Description of the task – From the NHS teamworking text, please extract the words starting at "In this and" and ending at "of good practice.", copied word for word.

Text shown –
== Segment start ==
As might be expected, team dynamics are not always easily managed, and status issues can be particularly problematic. Here West and his colleagues are providing practical interventions for a variety of NHS organisations, designed to promote more effective teamworking:
"There is tension relating both to diversity of disciplinary background and to status inconsistencies in teams, so what we do is to help teams create an ethos where they value diversity, whether that be cultural diversity or disciplinary diversity. Because again the evidence we have is that where there’s a positive attitude to diversity – whether it’s professional, cultural or gender diversity – the teams with that diversity outperform more homogenous teams."
In this and other areas there is still much to do, concedes West. He is particularly concerned that the current emphasis on cuts is causing senior managers to focus on productivity at the expense of innovation – something borne out by his current research on the board minutes of NHS trusts. He would also like to see the innovative approaches already evident within the NHS being better exploited through better sharing of good practice.
== Segment end ==
Extracted data –
== Segment start ==
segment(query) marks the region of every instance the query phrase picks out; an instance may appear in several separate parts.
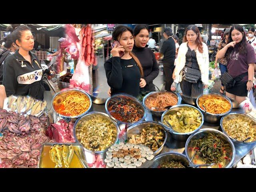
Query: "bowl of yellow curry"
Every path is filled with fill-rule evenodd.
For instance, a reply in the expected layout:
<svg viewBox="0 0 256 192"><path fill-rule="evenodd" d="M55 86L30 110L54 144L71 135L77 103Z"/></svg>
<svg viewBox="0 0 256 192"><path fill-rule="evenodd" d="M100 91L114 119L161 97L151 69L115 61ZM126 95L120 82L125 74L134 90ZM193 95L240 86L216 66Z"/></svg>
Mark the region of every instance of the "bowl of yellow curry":
<svg viewBox="0 0 256 192"><path fill-rule="evenodd" d="M68 89L56 94L52 101L52 108L60 116L78 118L86 114L92 107L87 93L77 89Z"/></svg>
<svg viewBox="0 0 256 192"><path fill-rule="evenodd" d="M229 98L216 93L200 95L196 99L196 105L205 121L212 123L219 122L221 117L230 113L233 108Z"/></svg>

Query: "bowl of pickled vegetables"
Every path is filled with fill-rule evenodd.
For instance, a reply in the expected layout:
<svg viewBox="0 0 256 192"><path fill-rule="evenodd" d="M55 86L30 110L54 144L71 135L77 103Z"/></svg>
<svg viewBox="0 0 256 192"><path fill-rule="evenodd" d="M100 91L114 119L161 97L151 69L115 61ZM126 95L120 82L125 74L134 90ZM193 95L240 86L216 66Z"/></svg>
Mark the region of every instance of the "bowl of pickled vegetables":
<svg viewBox="0 0 256 192"><path fill-rule="evenodd" d="M189 161L202 168L228 168L235 159L236 149L231 140L214 129L205 128L190 136L185 146Z"/></svg>
<svg viewBox="0 0 256 192"><path fill-rule="evenodd" d="M229 113L233 104L226 96L216 93L203 94L196 99L196 105L204 116L206 121L219 122L221 117Z"/></svg>
<svg viewBox="0 0 256 192"><path fill-rule="evenodd" d="M174 106L165 111L161 118L166 130L174 139L181 141L186 141L199 130L204 121L204 116L198 109L187 104Z"/></svg>
<svg viewBox="0 0 256 192"><path fill-rule="evenodd" d="M175 92L154 91L143 98L143 105L154 115L161 116L165 111L181 102L181 97Z"/></svg>

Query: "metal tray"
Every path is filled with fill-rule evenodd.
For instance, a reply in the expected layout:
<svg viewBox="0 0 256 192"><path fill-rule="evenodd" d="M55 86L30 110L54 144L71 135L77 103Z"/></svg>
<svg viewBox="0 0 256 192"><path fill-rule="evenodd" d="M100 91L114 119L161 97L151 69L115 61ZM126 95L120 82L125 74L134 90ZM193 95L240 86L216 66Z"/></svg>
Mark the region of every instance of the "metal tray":
<svg viewBox="0 0 256 192"><path fill-rule="evenodd" d="M39 168L42 168L42 162L42 162L42 158L43 158L42 153L44 150L44 146L52 146L56 144L58 144L60 145L61 145L62 144L68 145L72 145L74 146L75 146L78 147L79 148L79 149L80 150L80 152L82 154L83 159L85 162L86 162L86 159L85 158L85 156L84 155L84 150L83 150L83 147L81 144L79 143L45 143L43 144L42 147L42 149L41 150L41 154L40 155L40 160L39 160L39 163L38 164L38 167ZM74 154L74 156L76 155L76 154ZM81 164L82 166L82 163L81 163ZM84 168L87 168L84 167Z"/></svg>

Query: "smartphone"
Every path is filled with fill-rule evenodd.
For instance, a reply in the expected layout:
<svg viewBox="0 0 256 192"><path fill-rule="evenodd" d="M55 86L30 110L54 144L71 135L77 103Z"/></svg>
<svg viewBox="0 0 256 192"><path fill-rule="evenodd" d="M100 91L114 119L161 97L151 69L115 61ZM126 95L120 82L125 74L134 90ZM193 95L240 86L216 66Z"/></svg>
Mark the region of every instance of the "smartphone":
<svg viewBox="0 0 256 192"><path fill-rule="evenodd" d="M114 41L114 42L113 42L113 44L112 44L112 48L114 48L114 47L115 45L116 45L116 47L118 47L118 46L120 46L121 45L119 42L118 42L118 41ZM124 56L124 53L122 51L119 52L119 56L120 57L122 57Z"/></svg>

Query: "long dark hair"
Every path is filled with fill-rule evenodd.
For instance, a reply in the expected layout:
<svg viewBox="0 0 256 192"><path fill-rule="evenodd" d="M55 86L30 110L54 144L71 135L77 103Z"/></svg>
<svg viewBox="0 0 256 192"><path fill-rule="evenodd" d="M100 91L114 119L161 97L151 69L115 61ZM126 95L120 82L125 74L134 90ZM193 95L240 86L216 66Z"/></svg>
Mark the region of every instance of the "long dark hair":
<svg viewBox="0 0 256 192"><path fill-rule="evenodd" d="M135 26L134 29L133 29L133 33L134 36L136 36L138 35L140 32L140 30L142 29L146 29L148 30L148 31L149 33L149 31L148 30L148 27L145 24L138 24Z"/></svg>
<svg viewBox="0 0 256 192"><path fill-rule="evenodd" d="M12 34L9 34L4 38L4 39L0 42L1 44L3 42L4 42L4 46L7 49L10 49L12 47L12 43L14 42Z"/></svg>
<svg viewBox="0 0 256 192"><path fill-rule="evenodd" d="M127 26L126 26L125 25L118 25L115 28L114 31L113 31L113 33L112 33L112 38L113 38L113 40L119 42L120 40L120 38L123 33L128 31L130 31L132 34L133 34L132 30L130 28ZM142 77L143 77L143 69L139 59L132 52L130 52L129 53L132 57L133 59L137 63L137 64L139 66L140 71L140 75Z"/></svg>
<svg viewBox="0 0 256 192"><path fill-rule="evenodd" d="M227 43L227 44L228 44L229 43L234 41L232 40L231 33L234 29L236 29L241 32L243 35L243 38L242 39L242 40L239 43L236 44L235 46L237 46L238 47L238 51L239 54L246 54L247 53L247 51L246 50L246 44L248 43L246 42L246 40L245 37L245 32L244 32L244 28L243 28L243 27L241 26L240 25L236 24L231 27L231 28L230 28L230 31L229 32L229 36L228 36L228 42ZM232 47L229 48L226 52L226 54L225 55L225 56L226 57L229 55L233 49L234 48Z"/></svg>
<svg viewBox="0 0 256 192"><path fill-rule="evenodd" d="M14 43L16 44L16 40L21 42L21 36L23 31L29 30L31 31L31 29L26 25L21 25L16 27L12 32L12 38Z"/></svg>
<svg viewBox="0 0 256 192"><path fill-rule="evenodd" d="M203 52L204 52L204 50L203 50L203 44L202 43L201 40L201 35L200 34L198 28L197 27L197 26L196 25L190 25L188 26L185 31L184 37L183 38L183 42L186 42L188 41L186 34L187 32L189 30L192 30L196 33L196 34L198 34L198 36L196 38L196 46L198 47L199 52L202 53Z"/></svg>

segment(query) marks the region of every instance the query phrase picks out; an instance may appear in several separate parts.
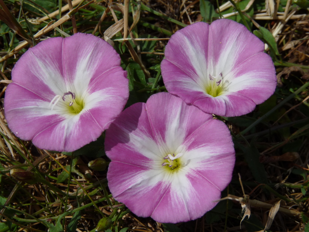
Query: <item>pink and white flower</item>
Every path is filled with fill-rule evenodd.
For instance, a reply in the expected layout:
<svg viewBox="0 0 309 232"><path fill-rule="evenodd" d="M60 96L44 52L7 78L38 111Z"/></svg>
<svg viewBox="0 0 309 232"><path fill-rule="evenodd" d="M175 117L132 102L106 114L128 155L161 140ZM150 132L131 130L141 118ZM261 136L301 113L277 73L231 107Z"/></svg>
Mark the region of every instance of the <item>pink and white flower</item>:
<svg viewBox="0 0 309 232"><path fill-rule="evenodd" d="M92 35L40 42L12 70L4 100L10 128L40 148L60 152L95 140L128 100L120 65L113 48Z"/></svg>
<svg viewBox="0 0 309 232"><path fill-rule="evenodd" d="M214 207L235 161L224 123L166 92L125 110L105 146L113 197L160 222L194 220Z"/></svg>
<svg viewBox="0 0 309 232"><path fill-rule="evenodd" d="M243 25L218 19L177 32L161 63L168 92L204 112L249 113L274 92L276 72L264 45Z"/></svg>

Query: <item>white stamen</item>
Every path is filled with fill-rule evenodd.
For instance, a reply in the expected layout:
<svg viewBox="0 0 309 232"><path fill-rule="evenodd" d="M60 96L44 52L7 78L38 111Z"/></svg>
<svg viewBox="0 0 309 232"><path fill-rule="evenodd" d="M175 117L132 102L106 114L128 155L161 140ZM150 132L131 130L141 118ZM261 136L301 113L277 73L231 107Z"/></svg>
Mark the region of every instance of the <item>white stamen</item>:
<svg viewBox="0 0 309 232"><path fill-rule="evenodd" d="M59 101L60 100L60 98L61 98L61 96L60 95L56 95L54 97L54 98L49 103L49 105L48 106L49 107L50 107L50 106L52 104L53 104L53 102L54 101L56 100L56 101L54 103L54 104L53 105L53 106L52 106L52 110L53 110L53 109L54 108L54 106L56 105L56 104L57 104L57 102ZM57 99L57 100L56 100Z"/></svg>
<svg viewBox="0 0 309 232"><path fill-rule="evenodd" d="M171 160L174 160L175 159L180 157L180 156L182 156L183 154L183 153L178 153L176 155L176 156L175 156L175 155L174 154L173 154L173 155L172 155L170 154L169 154L167 155L167 156L168 157L168 158L169 158Z"/></svg>

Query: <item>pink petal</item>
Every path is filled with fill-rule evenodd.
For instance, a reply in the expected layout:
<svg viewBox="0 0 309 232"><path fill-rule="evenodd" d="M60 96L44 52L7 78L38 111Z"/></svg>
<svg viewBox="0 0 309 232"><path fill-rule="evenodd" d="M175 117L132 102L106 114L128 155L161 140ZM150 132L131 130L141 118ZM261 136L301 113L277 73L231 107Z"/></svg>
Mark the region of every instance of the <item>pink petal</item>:
<svg viewBox="0 0 309 232"><path fill-rule="evenodd" d="M107 130L105 146L113 196L161 222L194 220L214 207L235 161L223 122L165 92L124 111ZM174 153L183 153L181 168L168 174L163 158Z"/></svg>
<svg viewBox="0 0 309 232"><path fill-rule="evenodd" d="M161 65L163 80L169 92L205 112L248 114L276 88L273 63L264 49L260 40L232 20L196 23L169 41ZM206 88L213 77L225 90L215 97Z"/></svg>
<svg viewBox="0 0 309 232"><path fill-rule="evenodd" d="M95 140L128 98L126 72L120 64L112 47L92 35L78 33L40 43L12 71L13 83L4 101L9 126L42 149L73 151ZM61 106L62 99L52 110L54 97L68 91L83 99L83 110L69 113ZM66 97L68 105L71 97Z"/></svg>

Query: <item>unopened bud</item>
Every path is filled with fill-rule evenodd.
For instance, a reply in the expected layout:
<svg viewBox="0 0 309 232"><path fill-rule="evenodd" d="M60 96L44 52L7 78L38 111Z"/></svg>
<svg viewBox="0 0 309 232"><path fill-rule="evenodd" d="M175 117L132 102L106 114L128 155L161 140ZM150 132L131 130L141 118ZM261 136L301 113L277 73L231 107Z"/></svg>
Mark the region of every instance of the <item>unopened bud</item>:
<svg viewBox="0 0 309 232"><path fill-rule="evenodd" d="M29 184L34 184L38 181L37 174L34 172L26 171L20 168L13 168L11 170L10 174L17 180Z"/></svg>
<svg viewBox="0 0 309 232"><path fill-rule="evenodd" d="M107 165L107 162L103 158L98 158L88 163L88 167L96 171L104 171Z"/></svg>
<svg viewBox="0 0 309 232"><path fill-rule="evenodd" d="M103 217L99 221L95 228L97 232L104 231L109 229L112 225L112 220L108 217Z"/></svg>

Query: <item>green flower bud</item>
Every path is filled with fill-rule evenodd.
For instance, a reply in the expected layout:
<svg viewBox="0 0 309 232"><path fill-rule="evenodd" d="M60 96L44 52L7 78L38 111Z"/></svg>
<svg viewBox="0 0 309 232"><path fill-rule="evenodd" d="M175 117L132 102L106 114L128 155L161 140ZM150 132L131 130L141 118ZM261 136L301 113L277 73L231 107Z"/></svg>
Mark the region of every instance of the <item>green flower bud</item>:
<svg viewBox="0 0 309 232"><path fill-rule="evenodd" d="M308 0L294 0L293 2L303 9L307 9L309 7L309 1Z"/></svg>
<svg viewBox="0 0 309 232"><path fill-rule="evenodd" d="M95 231L101 232L106 230L110 228L112 223L112 220L109 218L103 217L99 221Z"/></svg>
<svg viewBox="0 0 309 232"><path fill-rule="evenodd" d="M96 171L104 171L107 165L107 162L102 158L98 158L88 163L88 167Z"/></svg>
<svg viewBox="0 0 309 232"><path fill-rule="evenodd" d="M37 175L34 172L26 171L20 168L13 168L11 170L10 174L17 180L29 184L34 184L39 181Z"/></svg>

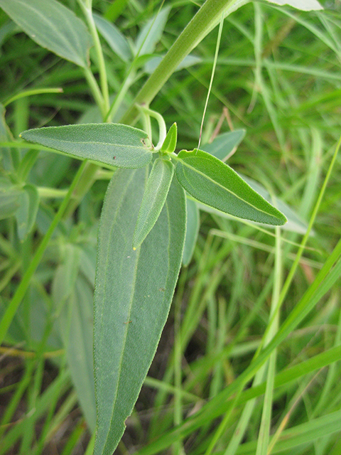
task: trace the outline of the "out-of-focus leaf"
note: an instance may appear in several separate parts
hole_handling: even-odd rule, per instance
[[[15,214],[20,206],[23,191],[5,177],[0,177],[0,220]]]
[[[168,130],[167,136],[166,136],[163,144],[161,146],[161,151],[167,152],[171,154],[174,151],[176,147],[176,142],[178,141],[178,128],[176,123],[173,123]]]
[[[84,23],[55,0],[0,0],[0,7],[39,46],[87,65],[91,37]]]
[[[34,185],[25,185],[19,196],[19,208],[16,211],[18,235],[24,240],[33,228],[39,207],[39,194]]]
[[[245,129],[236,129],[217,136],[211,144],[205,144],[202,150],[224,161],[245,136]]]
[[[175,174],[192,196],[234,216],[281,225],[286,217],[254,191],[232,168],[215,156],[182,150]]]
[[[157,13],[156,17],[152,17],[142,28],[135,43],[135,51],[137,53],[139,50],[139,55],[152,54],[154,52],[155,46],[163,33],[170,11],[169,6],[163,8]]]
[[[168,193],[174,166],[168,160],[158,158],[148,178],[137,223],[134,232],[133,247],[139,247],[151,232],[163,207]]]
[[[129,62],[133,58],[131,49],[125,36],[113,23],[104,18],[94,14],[96,26],[109,44],[112,50],[124,62]]]
[[[28,129],[20,135],[70,154],[119,168],[140,168],[151,162],[153,154],[141,129],[116,123],[90,123]]]
[[[296,9],[301,9],[303,11],[323,9],[318,0],[266,0],[266,1],[280,6],[288,5]]]
[[[155,354],[183,257],[185,194],[175,179],[156,223],[133,250],[146,180],[146,170],[116,172],[101,217],[94,296],[94,455],[112,454],[124,431]]]
[[[194,200],[186,198],[187,225],[185,246],[183,247],[183,264],[188,266],[193,255],[194,248],[197,242],[200,228],[200,213],[197,204]]]

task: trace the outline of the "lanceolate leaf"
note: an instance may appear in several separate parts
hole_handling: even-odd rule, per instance
[[[286,217],[254,191],[232,168],[202,150],[181,151],[175,174],[194,198],[240,218],[281,225]]]
[[[199,232],[200,216],[197,203],[186,198],[187,223],[186,237],[183,247],[183,264],[188,265],[193,255]]]
[[[139,247],[156,223],[168,193],[174,166],[168,160],[158,158],[148,178],[134,232],[133,247]]]
[[[212,144],[206,144],[202,150],[224,161],[229,154],[237,147],[245,136],[245,129],[236,129],[217,136]]]
[[[21,137],[51,149],[118,168],[141,168],[153,154],[144,131],[115,123],[96,123],[28,129]]]
[[[94,295],[97,408],[94,455],[112,454],[155,354],[181,264],[184,191],[173,180],[153,228],[136,250],[133,234],[146,170],[119,170],[102,210]]]
[[[131,60],[133,54],[129,43],[119,30],[113,23],[97,14],[94,14],[94,19],[99,33],[112,50],[124,62]]]
[[[84,23],[55,0],[0,0],[0,7],[39,46],[87,65],[91,37]]]

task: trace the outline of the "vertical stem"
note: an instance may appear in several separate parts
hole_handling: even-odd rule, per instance
[[[227,8],[231,7],[236,1],[237,0],[206,0],[141,88],[134,105],[122,119],[123,123],[129,124],[134,120],[136,115],[136,104],[149,105],[179,63],[219,22],[222,14],[225,15]]]
[[[91,36],[94,40],[94,49],[96,50],[96,55],[97,57],[98,70],[99,72],[99,80],[101,82],[102,95],[103,97],[103,111],[105,115],[109,109],[109,90],[108,90],[108,81],[107,77],[107,70],[105,69],[104,58],[103,56],[103,52],[102,50],[101,42],[99,41],[99,37],[98,36],[97,29],[96,28],[96,24],[94,23],[94,18],[92,16],[92,11],[91,8],[91,1],[87,1],[87,5],[86,6],[82,0],[79,0],[79,4],[85,18],[89,26],[89,30],[90,31]]]

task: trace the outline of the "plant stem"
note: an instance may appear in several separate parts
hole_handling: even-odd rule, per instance
[[[85,66],[84,68],[84,75],[85,76],[85,79],[87,80],[87,83],[89,84],[89,87],[92,92],[94,100],[96,101],[96,104],[99,107],[102,117],[104,118],[106,114],[106,111],[104,109],[104,100],[103,99],[103,96],[102,95],[101,90],[98,87],[97,82],[94,78],[94,75],[92,74],[91,70],[87,67]]]
[[[103,97],[103,111],[104,112],[103,118],[105,117],[109,109],[109,90],[108,90],[108,80],[107,77],[107,70],[105,69],[104,58],[103,56],[103,52],[102,50],[101,42],[97,33],[97,29],[96,28],[96,24],[94,23],[94,17],[92,16],[91,2],[88,2],[87,5],[85,5],[82,1],[79,1],[82,11],[87,20],[87,25],[89,26],[89,30],[90,31],[92,39],[94,40],[94,50],[97,57],[98,70],[99,73],[99,80],[101,82],[102,95]]]
[[[69,200],[72,197],[73,191],[75,190],[75,188],[76,187],[81,176],[83,174],[83,171],[86,166],[86,164],[87,161],[83,161],[80,168],[78,169],[72,183],[69,188],[69,191],[67,191],[67,194],[66,195],[65,198],[61,203],[58,211],[55,214],[55,218],[53,218],[53,220],[48,230],[48,232],[45,235],[43,240],[40,242],[40,245],[38,247],[38,250],[36,252],[36,254],[32,261],[31,262],[28,268],[24,273],[23,279],[18,287],[17,288],[16,293],[14,294],[11,303],[9,304],[4,316],[1,318],[1,320],[0,321],[0,344],[1,344],[4,341],[9,326],[13,321],[13,318],[14,317],[14,315],[16,314],[18,308],[19,307],[19,305],[21,303],[21,301],[23,300],[25,294],[28,288],[31,279],[32,278],[32,276],[33,275],[38,266],[39,265],[40,262],[43,258],[45,250],[46,250],[53,231],[55,230],[55,228],[62,219],[63,215],[64,215],[64,213],[69,203]]]
[[[124,116],[122,123],[130,124],[134,121],[137,114],[135,105],[149,105],[179,63],[219,22],[221,15],[227,7],[231,7],[236,1],[206,0],[141,89],[134,105]]]

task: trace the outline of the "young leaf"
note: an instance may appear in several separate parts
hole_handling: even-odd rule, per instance
[[[212,144],[206,144],[202,150],[224,161],[234,147],[237,147],[245,136],[245,129],[236,129],[217,136]]]
[[[115,26],[104,18],[94,14],[94,20],[98,31],[109,44],[113,52],[124,62],[133,58],[129,43],[124,35]]]
[[[279,210],[215,156],[195,149],[182,150],[178,158],[178,180],[198,200],[240,218],[275,225],[286,222]]]
[[[178,128],[176,123],[173,123],[168,130],[163,144],[161,146],[160,151],[171,154],[176,147],[176,141],[178,140]]]
[[[76,158],[118,168],[141,168],[153,156],[144,131],[115,123],[94,123],[28,129],[20,135]]]
[[[186,237],[183,247],[183,264],[186,267],[190,262],[197,242],[200,227],[200,213],[197,203],[186,198],[187,223]]]
[[[170,161],[158,158],[148,178],[133,236],[133,247],[139,247],[161,212],[174,175]]]
[[[39,46],[82,67],[91,37],[84,23],[55,0],[0,0],[0,7]]]
[[[141,246],[131,244],[146,170],[119,170],[101,216],[94,294],[97,427],[94,455],[112,454],[154,356],[183,257],[185,194],[173,179]]]

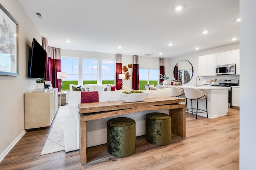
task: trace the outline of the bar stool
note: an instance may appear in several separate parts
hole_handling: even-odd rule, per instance
[[[184,90],[183,89],[175,87],[173,87],[172,88],[172,96],[179,97],[180,96],[184,95]]]
[[[159,113],[147,114],[146,116],[146,138],[156,145],[166,145],[172,140],[171,117]]]
[[[127,117],[113,118],[107,123],[108,152],[114,156],[129,156],[135,152],[135,121]]]
[[[208,118],[208,112],[207,110],[207,99],[206,97],[206,94],[203,91],[201,91],[198,89],[195,89],[194,88],[190,87],[184,87],[184,92],[185,92],[185,96],[186,96],[186,111],[188,112],[188,111],[191,109],[191,113],[193,114],[193,113],[196,113],[196,119],[197,119],[197,114],[198,113],[206,113],[206,115],[207,118]],[[206,105],[206,110],[204,110],[198,109],[198,100],[205,99],[205,104]],[[188,105],[187,104],[187,99],[190,99],[191,101],[191,108],[188,109]],[[192,104],[192,101],[193,100],[197,100],[197,103],[196,105],[196,112],[193,111],[193,105]],[[198,110],[201,111],[202,111],[198,112]]]

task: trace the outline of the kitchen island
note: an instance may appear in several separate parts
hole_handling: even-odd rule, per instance
[[[208,109],[208,117],[216,118],[227,115],[228,111],[228,89],[230,88],[228,87],[206,86],[189,86],[182,85],[165,85],[168,88],[172,87],[183,88],[184,87],[194,88],[207,94],[207,107]],[[193,108],[196,108],[196,100],[193,101]],[[188,108],[191,108],[191,103],[190,100],[187,103]],[[198,108],[206,110],[205,100],[199,100]],[[193,109],[194,110],[194,109]],[[188,112],[190,113],[190,112]],[[190,112],[191,113],[191,112]],[[198,113],[198,115],[206,117],[206,113]]]

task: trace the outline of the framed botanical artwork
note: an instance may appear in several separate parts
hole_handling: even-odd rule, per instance
[[[18,75],[18,23],[0,4],[0,75]]]

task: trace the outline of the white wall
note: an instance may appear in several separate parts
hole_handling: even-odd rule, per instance
[[[240,0],[240,169],[256,169],[256,1]],[[249,88],[249,85],[252,85]],[[250,90],[249,90],[250,89]]]
[[[1,161],[25,133],[24,94],[36,85],[28,78],[29,47],[34,37],[40,43],[42,38],[18,0],[0,0],[0,3],[19,23],[19,76],[0,75]]]
[[[78,84],[82,84],[82,59],[84,58],[97,58],[99,59],[99,65],[101,65],[101,59],[116,59],[115,54],[97,53],[95,52],[85,51],[82,51],[72,50],[70,49],[61,49],[61,55],[66,57],[79,57],[79,70],[80,73],[78,78]],[[158,58],[150,57],[139,56],[139,68],[159,68],[159,59]],[[133,57],[132,55],[122,55],[122,67],[125,65],[128,68],[129,74],[130,75],[130,79],[123,80],[124,85],[123,89],[127,90],[132,88],[132,68],[129,68],[128,64],[133,64]],[[168,76],[170,76],[170,67],[169,66],[169,59],[165,59],[165,71]],[[100,67],[99,67],[99,71],[101,71]],[[123,71],[123,73],[125,73]],[[99,77],[99,81],[101,81],[100,77]],[[170,81],[168,79],[168,81]]]
[[[222,52],[227,51],[239,49],[239,44],[236,43],[230,45],[214,48],[208,50],[198,51],[191,54],[180,56],[170,59],[169,63],[170,66],[170,79],[174,79],[173,75],[173,69],[175,65],[179,61],[182,60],[187,60],[189,61],[194,68],[194,74],[192,78],[188,83],[184,85],[194,85],[196,84],[196,77],[198,75],[198,57],[206,55],[214,54]],[[241,56],[241,55],[240,55]],[[239,79],[239,76],[236,75],[221,75],[216,76],[200,76],[200,81],[198,81],[198,84],[200,85],[203,80],[210,80],[212,79]]]

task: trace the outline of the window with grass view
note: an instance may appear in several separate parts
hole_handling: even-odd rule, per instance
[[[140,90],[144,90],[144,85],[157,85],[158,79],[158,69],[139,69]]]
[[[115,84],[114,60],[102,59],[101,61],[101,77],[102,84]]]
[[[66,73],[67,78],[62,80],[62,90],[69,90],[69,85],[77,85],[78,78],[78,59],[76,57],[61,57],[61,71]]]
[[[83,84],[97,84],[98,60],[83,58]]]

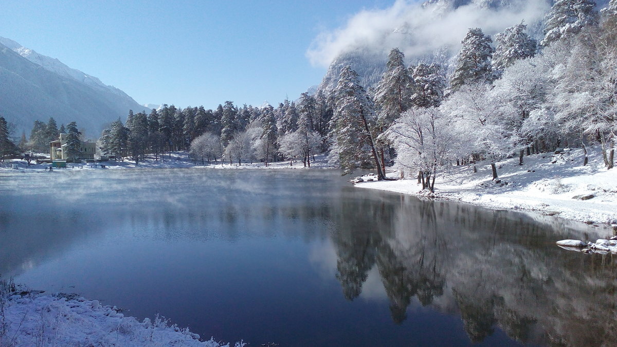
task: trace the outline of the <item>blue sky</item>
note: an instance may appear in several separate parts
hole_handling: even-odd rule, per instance
[[[394,0],[2,0],[0,36],[99,77],[137,102],[274,104],[318,84],[320,33]]]

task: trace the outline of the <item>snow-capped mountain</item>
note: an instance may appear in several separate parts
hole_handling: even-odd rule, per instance
[[[363,12],[339,28],[329,41],[311,52],[336,51],[335,56],[319,86],[327,94],[334,89],[341,70],[350,65],[368,89],[376,86],[385,70],[390,49],[399,48],[408,64],[418,61],[448,65],[460,48],[460,41],[470,28],[479,27],[493,36],[507,27],[524,21],[528,33],[541,40],[544,15],[553,0],[426,0],[421,4],[397,3],[389,9],[375,11],[372,16]],[[608,0],[597,0],[598,8]],[[360,27],[358,23],[366,20]],[[390,25],[383,25],[387,23]],[[378,25],[373,25],[377,23]],[[374,29],[370,29],[371,27]],[[358,33],[358,32],[361,32]]]
[[[15,125],[16,136],[53,117],[97,136],[104,123],[144,109],[96,77],[0,37],[0,115]]]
== Segment end ==
Answer to this task –
In this and other areas there is still much to do, concedes West. He is particularly concerned that the current emphasis on cuts is causing senior managers to focus on productivity at the expense of innovation – something borne out by his current research on the board minutes of NHS trusts. He would also like to see the innovative approaches already evident within the NHS being better exploited through better sharing of good practice.